Source passage:
Saturday, December 16, 2017

12 Days of Christmas Movies #3: Christmas Holiday (1944)

Happy Holidays everyone! To celebrate the most wonderful time of the year, I've decided to complete a daily review series of 12 Christmas movies leading up to the big 12/25. To qualify, the movies have to be tied to Christmas in some way and also something I've never seen before. I'll be going in chronological order. So, without further ado, if you got chestnuts, roast 'em - and enjoy my 12 Days of Christmas Movies!

Christmas Holiday
Dir. Robert Siodmak

With a title like Christmas Holiday and starring Gene Kelly, you'd think this movie would be a colorful, musical romp for the whole family to enjoy. There you'd be wrong. Christmas Holiday is actually a black-and-white gritty noir, complete with jilted lovers, sleazeball reporters, and murderous momma's boys. Directed by Robert Siodmak (The Killers) and adapted for the screen by Herman J. Mankiewics (Citizen Kane, The Wizard of Oz), this movie is a far cry from It's a Wonderful Life... more like It's a Miserable Life.

On Christmas Eve, US army officer Charlie Mason (Dean Harens) is stuck in New Orleans, awaiting his next plane ride home to San Francisco to confront his wife who moved on and married some guy while he was in basic training. While bumming around, he sparks conversation with a beautiful nightclub hostess named "Jackie" (Deanna Durbin) - whose real name is Abigail. Cutting between flashbacks and the present, we learn about how Jackie's unbalanced husband, Robert (Gene Kelly), landed in prison for murdering a bookkeeper and how his controlling mother tried to cover it up.

I loved the doomed romance between Abigail and Robert. Abby goes from a wide-eyed, innocent girl from Vermont to the headliner of the sleazy bar she'd hoped never to set foot in again. Between the flashbacks and the present, she changes her name to "Jackie" and loses her girlish vivacity, hardened from her married life of lies and violence. Gene Kelly also does well playing against type as the devilish Robert. He's not "singing in the rain" so much as "wringing necks in the rain." The idea of a charming guy being a murderer definitely has shades of Hitchcock's Shadow of a Doubt, and it was interesting to track the characters as the film jumps around to all different stages of their relationship.

Material shown:
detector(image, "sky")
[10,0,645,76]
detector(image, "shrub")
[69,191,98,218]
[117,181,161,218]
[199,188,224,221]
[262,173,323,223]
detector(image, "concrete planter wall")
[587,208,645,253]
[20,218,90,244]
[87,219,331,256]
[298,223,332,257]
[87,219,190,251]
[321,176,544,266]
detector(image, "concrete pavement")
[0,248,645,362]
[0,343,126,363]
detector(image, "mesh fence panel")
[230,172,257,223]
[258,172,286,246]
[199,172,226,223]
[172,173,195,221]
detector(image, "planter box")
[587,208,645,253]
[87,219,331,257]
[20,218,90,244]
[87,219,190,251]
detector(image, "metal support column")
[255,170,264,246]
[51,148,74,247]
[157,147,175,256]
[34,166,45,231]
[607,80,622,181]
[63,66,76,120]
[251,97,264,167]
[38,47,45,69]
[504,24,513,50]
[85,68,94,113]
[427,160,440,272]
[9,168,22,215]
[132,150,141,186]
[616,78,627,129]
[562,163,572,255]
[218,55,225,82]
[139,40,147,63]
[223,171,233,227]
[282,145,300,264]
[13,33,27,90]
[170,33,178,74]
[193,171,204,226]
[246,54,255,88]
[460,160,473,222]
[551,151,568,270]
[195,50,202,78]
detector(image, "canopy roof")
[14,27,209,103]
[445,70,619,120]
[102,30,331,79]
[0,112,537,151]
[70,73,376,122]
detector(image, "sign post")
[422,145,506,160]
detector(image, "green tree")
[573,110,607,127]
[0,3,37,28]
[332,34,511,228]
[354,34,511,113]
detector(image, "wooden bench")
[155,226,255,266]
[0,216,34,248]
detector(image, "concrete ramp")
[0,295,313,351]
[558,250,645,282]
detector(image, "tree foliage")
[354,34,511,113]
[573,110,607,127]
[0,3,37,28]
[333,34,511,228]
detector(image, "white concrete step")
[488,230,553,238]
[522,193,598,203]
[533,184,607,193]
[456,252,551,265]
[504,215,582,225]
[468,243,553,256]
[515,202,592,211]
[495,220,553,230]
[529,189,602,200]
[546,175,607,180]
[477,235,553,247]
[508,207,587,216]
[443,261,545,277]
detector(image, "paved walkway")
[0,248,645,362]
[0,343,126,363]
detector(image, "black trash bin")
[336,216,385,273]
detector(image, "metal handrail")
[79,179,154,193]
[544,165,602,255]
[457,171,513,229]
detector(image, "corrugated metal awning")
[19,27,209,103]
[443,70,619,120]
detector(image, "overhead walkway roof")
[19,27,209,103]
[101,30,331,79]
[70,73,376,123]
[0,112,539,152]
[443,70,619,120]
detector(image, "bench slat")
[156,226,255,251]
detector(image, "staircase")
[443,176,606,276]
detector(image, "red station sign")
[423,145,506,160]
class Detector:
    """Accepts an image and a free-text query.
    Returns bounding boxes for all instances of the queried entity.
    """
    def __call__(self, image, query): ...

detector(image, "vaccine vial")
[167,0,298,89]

==

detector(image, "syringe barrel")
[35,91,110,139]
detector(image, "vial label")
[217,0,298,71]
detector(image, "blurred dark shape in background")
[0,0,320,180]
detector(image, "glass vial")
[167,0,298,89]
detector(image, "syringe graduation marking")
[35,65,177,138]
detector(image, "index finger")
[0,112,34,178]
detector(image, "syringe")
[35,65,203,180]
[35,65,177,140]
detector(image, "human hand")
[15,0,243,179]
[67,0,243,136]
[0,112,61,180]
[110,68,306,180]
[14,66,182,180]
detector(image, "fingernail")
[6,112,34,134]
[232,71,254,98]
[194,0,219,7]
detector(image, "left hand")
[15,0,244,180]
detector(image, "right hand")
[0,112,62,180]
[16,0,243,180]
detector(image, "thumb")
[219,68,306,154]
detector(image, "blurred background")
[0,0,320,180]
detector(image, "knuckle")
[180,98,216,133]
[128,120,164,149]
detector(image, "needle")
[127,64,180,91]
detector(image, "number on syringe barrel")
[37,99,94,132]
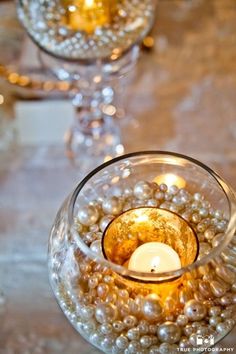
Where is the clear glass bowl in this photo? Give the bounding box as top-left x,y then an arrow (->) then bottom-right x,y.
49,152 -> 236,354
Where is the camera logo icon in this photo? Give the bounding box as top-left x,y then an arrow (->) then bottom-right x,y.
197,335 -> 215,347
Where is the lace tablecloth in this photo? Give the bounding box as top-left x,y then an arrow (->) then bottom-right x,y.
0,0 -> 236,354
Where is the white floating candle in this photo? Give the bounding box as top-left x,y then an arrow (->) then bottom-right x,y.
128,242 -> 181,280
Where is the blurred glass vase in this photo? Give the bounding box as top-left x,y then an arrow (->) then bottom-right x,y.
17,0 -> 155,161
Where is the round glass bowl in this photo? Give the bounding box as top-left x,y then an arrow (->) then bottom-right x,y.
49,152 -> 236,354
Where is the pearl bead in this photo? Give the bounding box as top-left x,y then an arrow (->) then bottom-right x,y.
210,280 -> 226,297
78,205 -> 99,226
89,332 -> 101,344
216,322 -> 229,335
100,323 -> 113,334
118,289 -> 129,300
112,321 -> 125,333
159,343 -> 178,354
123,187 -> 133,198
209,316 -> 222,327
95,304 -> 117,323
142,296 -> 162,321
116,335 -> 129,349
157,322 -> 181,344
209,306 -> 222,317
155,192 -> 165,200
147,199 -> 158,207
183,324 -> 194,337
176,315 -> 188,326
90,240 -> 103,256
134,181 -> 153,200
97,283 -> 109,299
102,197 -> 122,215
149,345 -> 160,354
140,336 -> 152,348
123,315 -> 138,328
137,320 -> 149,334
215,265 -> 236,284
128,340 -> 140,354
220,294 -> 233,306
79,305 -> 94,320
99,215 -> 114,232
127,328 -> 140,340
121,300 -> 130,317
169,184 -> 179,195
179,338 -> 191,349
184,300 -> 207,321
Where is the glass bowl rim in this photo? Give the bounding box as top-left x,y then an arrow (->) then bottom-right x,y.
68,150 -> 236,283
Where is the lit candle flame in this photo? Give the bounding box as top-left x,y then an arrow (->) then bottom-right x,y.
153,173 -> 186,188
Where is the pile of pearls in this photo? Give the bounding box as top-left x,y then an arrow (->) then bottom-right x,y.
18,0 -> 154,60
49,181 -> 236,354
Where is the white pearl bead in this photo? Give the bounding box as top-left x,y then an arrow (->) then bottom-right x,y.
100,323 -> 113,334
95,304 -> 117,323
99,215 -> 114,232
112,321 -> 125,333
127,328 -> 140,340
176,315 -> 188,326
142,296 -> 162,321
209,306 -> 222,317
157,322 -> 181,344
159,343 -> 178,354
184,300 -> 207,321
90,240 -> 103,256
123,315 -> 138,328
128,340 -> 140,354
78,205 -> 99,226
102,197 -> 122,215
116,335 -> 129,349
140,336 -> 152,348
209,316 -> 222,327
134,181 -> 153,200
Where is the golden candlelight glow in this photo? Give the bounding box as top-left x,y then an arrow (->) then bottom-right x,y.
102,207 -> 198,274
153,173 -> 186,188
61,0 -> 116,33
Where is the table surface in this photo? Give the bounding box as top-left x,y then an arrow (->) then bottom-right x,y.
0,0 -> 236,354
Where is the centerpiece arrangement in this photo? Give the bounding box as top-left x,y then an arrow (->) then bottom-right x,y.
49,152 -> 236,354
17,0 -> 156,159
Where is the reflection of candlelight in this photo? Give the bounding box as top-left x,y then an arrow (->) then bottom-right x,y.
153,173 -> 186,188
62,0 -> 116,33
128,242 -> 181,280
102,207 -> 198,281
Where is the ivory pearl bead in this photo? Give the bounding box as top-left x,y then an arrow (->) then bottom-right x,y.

==

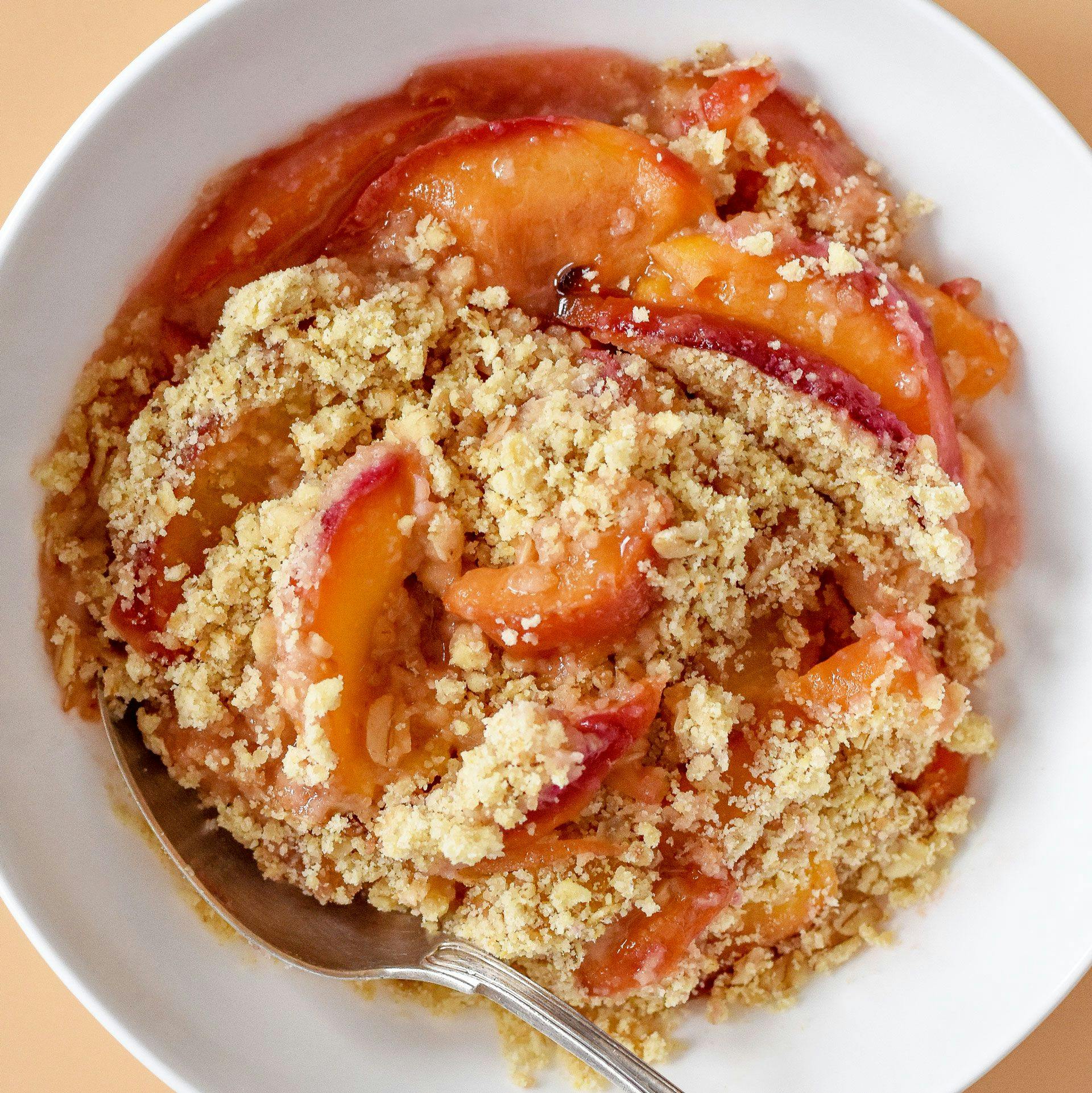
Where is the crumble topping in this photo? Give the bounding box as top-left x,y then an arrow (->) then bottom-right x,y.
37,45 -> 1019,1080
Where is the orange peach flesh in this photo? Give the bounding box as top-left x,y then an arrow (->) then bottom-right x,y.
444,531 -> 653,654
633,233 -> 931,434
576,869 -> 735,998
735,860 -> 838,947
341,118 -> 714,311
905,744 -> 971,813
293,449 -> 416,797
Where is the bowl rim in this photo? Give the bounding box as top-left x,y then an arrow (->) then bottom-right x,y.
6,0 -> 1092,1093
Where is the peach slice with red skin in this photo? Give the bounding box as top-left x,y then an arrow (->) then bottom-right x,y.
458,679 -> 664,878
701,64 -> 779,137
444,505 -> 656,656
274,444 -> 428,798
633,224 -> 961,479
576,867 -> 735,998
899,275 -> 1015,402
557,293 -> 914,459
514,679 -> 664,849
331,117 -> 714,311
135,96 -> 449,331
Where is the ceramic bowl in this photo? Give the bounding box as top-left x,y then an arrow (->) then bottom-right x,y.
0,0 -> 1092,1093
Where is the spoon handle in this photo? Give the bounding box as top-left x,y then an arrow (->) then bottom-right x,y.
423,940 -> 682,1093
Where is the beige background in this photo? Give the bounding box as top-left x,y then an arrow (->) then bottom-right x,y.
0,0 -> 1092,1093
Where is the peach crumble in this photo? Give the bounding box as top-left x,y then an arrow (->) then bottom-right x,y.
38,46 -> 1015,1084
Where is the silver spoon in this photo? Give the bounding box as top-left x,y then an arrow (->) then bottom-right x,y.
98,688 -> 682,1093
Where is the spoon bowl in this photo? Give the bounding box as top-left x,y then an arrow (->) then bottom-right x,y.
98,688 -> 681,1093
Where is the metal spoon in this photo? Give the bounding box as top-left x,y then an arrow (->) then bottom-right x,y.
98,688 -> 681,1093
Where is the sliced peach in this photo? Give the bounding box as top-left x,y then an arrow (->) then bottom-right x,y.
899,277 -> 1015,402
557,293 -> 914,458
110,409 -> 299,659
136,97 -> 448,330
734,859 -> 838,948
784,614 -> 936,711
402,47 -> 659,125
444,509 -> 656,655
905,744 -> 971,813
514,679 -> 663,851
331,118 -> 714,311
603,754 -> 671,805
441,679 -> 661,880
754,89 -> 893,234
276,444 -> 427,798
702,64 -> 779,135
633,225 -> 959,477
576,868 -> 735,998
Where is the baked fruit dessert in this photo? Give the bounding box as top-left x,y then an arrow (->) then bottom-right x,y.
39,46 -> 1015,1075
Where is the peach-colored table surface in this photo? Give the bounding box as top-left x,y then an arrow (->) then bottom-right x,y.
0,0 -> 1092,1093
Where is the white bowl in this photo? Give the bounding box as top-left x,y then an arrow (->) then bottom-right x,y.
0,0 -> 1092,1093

What you have to do:
Update the Christmas movie review from "Happy Holidays everyone!" to "of Christmas Movies!", changing "chestnuts" to "marshmallows".

Written solution:
Happy Holidays everyone! To celebrate the most wonderful time of the year, I've decided to complete a daily review series of 12 Christmas movies leading up to the big 12/25. To qualify, the movies have to be tied to Christmas in some way and also something I've never seen before. I'll be going in chronological order. So, without further ado, if you got marshmallows, roast 'em - and enjoy my 12 Days of Christmas Movies!